> _Requirements_: Copy out exactly the lines from the line containing "Guideline: one keypoint per instance of the bus" to the end of the listing.

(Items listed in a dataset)

------------------------

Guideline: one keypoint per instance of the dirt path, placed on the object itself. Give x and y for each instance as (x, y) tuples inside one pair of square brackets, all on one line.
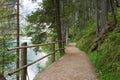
[(74, 65)]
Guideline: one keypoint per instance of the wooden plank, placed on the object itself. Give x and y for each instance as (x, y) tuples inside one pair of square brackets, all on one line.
[(34, 45)]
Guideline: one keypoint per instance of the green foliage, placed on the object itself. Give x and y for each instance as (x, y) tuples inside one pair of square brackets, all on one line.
[(107, 57)]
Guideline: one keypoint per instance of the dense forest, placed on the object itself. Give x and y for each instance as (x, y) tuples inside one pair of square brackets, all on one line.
[(93, 24)]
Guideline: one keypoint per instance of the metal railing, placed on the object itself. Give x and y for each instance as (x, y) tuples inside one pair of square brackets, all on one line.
[(24, 64)]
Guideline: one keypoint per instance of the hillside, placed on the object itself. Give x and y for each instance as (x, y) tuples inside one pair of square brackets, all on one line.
[(106, 57)]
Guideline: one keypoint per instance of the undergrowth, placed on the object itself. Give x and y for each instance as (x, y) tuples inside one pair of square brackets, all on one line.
[(107, 56)]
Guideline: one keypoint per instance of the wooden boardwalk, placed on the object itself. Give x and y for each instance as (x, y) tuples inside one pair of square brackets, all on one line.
[(74, 65)]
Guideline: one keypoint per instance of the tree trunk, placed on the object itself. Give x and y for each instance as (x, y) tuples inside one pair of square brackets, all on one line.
[(58, 25), (97, 20), (113, 12)]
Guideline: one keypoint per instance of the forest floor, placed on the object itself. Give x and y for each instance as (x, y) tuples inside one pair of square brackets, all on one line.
[(74, 65)]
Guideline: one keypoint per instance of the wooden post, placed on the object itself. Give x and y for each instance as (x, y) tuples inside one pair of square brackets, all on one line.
[(18, 38), (24, 61), (53, 51)]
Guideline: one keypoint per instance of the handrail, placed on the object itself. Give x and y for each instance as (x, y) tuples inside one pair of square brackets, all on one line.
[(29, 64), (34, 45)]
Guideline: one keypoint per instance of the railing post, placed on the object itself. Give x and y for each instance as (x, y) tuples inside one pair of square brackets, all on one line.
[(53, 50), (24, 61)]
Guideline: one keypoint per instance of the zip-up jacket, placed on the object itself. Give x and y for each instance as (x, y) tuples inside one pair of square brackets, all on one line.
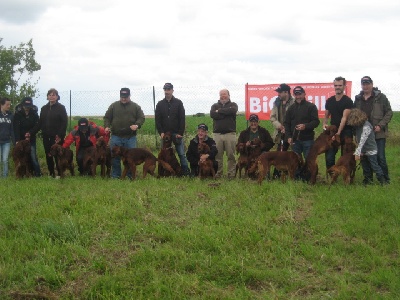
[(170, 116), (224, 121), (381, 111), (120, 116), (301, 113)]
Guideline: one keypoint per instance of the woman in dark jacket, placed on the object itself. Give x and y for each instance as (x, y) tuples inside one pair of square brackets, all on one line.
[(53, 122), (25, 118), (192, 153)]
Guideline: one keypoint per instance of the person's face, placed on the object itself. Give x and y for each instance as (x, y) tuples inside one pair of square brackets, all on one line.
[(284, 95), (52, 97), (6, 106), (223, 96), (339, 87), (125, 99), (367, 87), (299, 96), (168, 93), (253, 125), (201, 133)]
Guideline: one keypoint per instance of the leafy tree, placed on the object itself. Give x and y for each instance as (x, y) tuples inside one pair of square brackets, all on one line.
[(17, 65)]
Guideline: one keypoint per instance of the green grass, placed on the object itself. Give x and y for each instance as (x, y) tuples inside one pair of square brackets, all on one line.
[(84, 238)]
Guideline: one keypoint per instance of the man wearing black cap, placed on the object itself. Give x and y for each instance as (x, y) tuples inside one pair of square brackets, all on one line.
[(123, 118), (170, 117), (300, 122), (379, 112), (223, 114), (193, 155), (337, 108), (84, 135), (256, 131), (25, 118)]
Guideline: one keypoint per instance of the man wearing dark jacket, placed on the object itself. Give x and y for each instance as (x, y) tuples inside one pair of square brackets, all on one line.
[(379, 112), (256, 131), (53, 122), (170, 117), (193, 155), (123, 118), (223, 114), (300, 122), (25, 118)]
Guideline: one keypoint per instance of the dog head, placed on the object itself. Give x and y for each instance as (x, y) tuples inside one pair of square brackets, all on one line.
[(241, 148), (167, 140)]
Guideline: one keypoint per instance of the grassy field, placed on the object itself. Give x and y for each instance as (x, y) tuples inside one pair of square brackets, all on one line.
[(84, 238)]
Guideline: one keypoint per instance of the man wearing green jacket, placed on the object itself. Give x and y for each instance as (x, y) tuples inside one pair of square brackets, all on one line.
[(123, 118), (379, 112)]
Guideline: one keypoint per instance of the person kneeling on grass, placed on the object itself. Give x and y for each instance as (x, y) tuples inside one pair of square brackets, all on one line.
[(367, 148), (193, 155), (84, 135)]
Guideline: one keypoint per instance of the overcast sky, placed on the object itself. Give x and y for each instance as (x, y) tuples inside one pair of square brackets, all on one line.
[(104, 45)]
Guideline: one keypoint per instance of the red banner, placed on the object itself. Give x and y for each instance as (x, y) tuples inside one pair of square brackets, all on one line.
[(260, 97)]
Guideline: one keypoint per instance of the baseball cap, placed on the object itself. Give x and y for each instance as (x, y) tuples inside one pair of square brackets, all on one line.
[(125, 93), (298, 90), (168, 86), (253, 117), (83, 124), (283, 88), (366, 79), (202, 126), (27, 102)]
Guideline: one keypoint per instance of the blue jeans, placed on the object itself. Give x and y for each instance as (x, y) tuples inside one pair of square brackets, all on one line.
[(116, 161), (35, 161), (4, 153), (370, 163), (302, 147), (381, 156), (180, 149)]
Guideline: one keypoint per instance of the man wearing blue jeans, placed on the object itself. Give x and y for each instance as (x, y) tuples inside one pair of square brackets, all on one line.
[(123, 118), (300, 122), (379, 112), (170, 117)]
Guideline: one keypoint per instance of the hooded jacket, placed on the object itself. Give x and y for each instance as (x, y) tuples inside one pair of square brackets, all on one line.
[(381, 111)]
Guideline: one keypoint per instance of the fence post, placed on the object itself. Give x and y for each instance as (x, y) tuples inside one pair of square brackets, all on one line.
[(70, 110), (155, 125)]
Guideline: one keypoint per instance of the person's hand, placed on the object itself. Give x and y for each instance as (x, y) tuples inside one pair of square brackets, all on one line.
[(300, 127)]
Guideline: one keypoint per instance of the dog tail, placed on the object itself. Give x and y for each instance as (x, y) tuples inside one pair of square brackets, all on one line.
[(166, 166)]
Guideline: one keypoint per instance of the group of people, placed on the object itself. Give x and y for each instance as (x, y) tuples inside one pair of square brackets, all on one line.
[(293, 117)]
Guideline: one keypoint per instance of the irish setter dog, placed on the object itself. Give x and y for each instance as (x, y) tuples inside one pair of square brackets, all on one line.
[(346, 164), (254, 151), (131, 157), (167, 154), (22, 159), (322, 144), (242, 162), (65, 159), (285, 161), (206, 167)]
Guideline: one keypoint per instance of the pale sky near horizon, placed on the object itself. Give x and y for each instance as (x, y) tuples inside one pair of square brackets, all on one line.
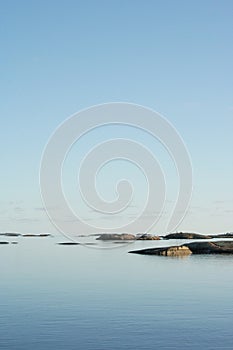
[(172, 56)]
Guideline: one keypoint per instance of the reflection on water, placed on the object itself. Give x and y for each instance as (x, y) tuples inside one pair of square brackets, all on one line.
[(80, 297)]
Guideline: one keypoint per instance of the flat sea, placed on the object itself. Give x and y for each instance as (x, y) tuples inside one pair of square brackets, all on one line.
[(94, 298)]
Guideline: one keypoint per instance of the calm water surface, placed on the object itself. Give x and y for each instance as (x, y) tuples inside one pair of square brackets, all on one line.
[(74, 297)]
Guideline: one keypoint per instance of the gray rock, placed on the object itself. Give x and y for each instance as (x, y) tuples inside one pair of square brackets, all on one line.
[(147, 237), (165, 251), (186, 235), (221, 247), (116, 236)]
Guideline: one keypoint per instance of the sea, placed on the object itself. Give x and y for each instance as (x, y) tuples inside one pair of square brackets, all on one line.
[(97, 296)]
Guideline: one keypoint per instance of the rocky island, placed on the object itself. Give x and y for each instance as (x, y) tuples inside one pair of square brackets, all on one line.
[(220, 247)]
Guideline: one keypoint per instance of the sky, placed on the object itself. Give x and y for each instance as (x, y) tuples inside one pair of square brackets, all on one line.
[(174, 57)]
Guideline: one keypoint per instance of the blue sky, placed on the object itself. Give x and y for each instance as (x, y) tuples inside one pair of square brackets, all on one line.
[(172, 56)]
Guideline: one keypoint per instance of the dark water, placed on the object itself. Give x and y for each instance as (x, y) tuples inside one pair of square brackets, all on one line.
[(74, 297)]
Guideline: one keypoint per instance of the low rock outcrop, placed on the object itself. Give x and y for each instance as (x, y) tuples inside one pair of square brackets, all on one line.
[(220, 247), (186, 235), (147, 237), (165, 251), (116, 237)]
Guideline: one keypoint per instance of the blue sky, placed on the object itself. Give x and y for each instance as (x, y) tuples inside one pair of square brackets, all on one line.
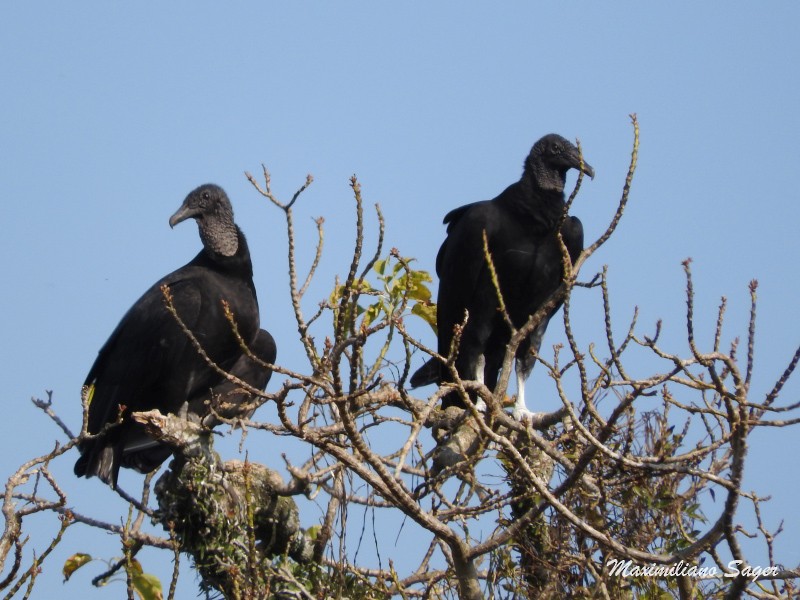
[(112, 112)]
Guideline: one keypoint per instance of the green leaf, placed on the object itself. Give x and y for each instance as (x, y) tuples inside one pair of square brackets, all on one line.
[(426, 312), (75, 562), (147, 586)]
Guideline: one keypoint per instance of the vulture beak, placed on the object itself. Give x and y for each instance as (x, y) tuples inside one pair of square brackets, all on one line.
[(576, 163), (183, 213)]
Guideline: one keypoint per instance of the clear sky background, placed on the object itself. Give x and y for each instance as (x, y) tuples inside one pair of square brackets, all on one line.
[(112, 113)]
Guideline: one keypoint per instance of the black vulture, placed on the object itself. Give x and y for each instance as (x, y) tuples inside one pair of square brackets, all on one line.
[(150, 363), (520, 226)]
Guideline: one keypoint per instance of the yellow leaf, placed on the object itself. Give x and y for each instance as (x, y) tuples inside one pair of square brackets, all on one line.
[(75, 562)]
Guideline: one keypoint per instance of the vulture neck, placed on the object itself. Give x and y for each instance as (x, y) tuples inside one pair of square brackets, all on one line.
[(540, 199), (220, 236)]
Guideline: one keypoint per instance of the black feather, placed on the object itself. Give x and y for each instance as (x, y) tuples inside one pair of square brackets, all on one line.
[(150, 363), (520, 226)]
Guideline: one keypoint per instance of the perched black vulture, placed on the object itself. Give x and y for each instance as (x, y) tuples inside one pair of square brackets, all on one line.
[(520, 226), (150, 363)]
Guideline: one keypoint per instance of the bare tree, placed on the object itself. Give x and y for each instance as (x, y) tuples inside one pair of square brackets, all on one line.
[(599, 499)]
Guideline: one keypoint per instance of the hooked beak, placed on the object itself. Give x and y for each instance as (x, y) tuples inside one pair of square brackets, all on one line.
[(581, 165)]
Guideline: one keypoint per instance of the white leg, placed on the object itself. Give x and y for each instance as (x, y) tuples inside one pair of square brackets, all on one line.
[(521, 412), (480, 367)]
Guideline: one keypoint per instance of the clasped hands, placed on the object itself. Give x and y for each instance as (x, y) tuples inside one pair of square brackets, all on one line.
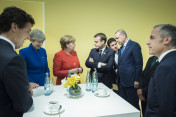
[(75, 70)]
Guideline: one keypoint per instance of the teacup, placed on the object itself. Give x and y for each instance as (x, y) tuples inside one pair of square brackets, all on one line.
[(53, 106), (102, 92)]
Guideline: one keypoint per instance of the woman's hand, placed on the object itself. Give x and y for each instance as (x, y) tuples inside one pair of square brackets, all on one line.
[(80, 70)]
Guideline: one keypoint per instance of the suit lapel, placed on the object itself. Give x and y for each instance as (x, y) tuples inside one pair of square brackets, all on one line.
[(168, 55), (125, 51)]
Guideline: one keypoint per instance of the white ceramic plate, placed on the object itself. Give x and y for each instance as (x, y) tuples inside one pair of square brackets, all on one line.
[(96, 94), (46, 110)]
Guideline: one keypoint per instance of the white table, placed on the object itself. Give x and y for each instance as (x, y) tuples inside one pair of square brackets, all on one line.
[(87, 106)]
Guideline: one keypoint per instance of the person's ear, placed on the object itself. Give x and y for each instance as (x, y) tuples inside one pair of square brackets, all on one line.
[(14, 27), (167, 39)]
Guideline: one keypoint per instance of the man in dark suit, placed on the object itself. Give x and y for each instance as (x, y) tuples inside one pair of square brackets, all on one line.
[(15, 92), (101, 58), (161, 100), (113, 45), (130, 64), (144, 81)]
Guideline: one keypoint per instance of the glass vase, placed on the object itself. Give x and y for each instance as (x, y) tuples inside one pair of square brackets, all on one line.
[(75, 92)]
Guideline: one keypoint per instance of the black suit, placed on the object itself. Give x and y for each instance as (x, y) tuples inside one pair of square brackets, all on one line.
[(15, 98), (104, 73), (145, 79), (161, 101)]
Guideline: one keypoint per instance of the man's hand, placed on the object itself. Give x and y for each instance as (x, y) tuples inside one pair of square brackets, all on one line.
[(136, 84), (91, 60), (80, 70)]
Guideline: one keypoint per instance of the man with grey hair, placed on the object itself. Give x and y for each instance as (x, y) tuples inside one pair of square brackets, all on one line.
[(130, 64), (162, 88)]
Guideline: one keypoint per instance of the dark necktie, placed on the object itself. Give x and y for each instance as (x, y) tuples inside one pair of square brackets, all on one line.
[(154, 61), (123, 48)]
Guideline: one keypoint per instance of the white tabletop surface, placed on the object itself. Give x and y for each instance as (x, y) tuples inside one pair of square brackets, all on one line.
[(88, 105)]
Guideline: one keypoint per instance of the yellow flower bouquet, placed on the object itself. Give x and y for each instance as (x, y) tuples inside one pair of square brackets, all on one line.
[(72, 82)]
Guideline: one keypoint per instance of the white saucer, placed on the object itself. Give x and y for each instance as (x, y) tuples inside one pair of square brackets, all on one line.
[(96, 94), (46, 110)]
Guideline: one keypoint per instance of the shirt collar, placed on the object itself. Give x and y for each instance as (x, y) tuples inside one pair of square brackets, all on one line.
[(125, 43), (164, 54), (9, 41), (103, 49)]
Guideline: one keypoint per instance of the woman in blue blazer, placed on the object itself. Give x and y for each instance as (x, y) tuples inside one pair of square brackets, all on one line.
[(36, 59)]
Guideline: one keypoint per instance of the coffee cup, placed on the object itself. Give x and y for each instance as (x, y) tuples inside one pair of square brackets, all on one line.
[(53, 106), (102, 92)]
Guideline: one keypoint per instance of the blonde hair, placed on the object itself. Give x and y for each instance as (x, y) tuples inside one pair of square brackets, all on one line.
[(66, 39), (37, 35)]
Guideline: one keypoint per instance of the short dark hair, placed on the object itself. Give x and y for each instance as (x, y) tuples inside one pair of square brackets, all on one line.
[(102, 36), (110, 40), (14, 15), (168, 30), (122, 32)]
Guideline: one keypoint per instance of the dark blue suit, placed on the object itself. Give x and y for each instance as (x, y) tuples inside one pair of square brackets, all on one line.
[(104, 73), (15, 98), (129, 69), (161, 100)]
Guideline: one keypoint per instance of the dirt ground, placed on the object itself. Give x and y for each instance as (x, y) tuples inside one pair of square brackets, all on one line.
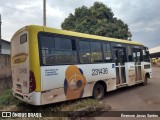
[(136, 98)]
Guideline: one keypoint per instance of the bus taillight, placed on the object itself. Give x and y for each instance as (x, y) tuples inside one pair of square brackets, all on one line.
[(32, 82)]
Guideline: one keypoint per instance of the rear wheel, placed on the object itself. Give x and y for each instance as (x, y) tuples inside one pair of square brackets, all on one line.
[(98, 91)]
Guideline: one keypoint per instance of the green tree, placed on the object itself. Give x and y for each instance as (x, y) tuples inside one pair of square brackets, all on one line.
[(97, 20)]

------------------------

> _The reply_:
Guideline: one keypoint per instance of the bus taillight, placed on the object itself. Give x and y for each instance as (x, y) tuples inside one pair of square brackets, all on one line.
[(32, 82)]
Guideline: one keypoint per instance of the rear wheel, placed on the object itself. Give x and y for each instance as (x, y) tuples inside one pair of square brackets, all on one line.
[(98, 91)]
Guideline: one keypoint per instance of the green tree, placed on the object itself. Give x and y for each instance as (x, y) tuples inside one pair of square brackets, all on one line.
[(97, 20)]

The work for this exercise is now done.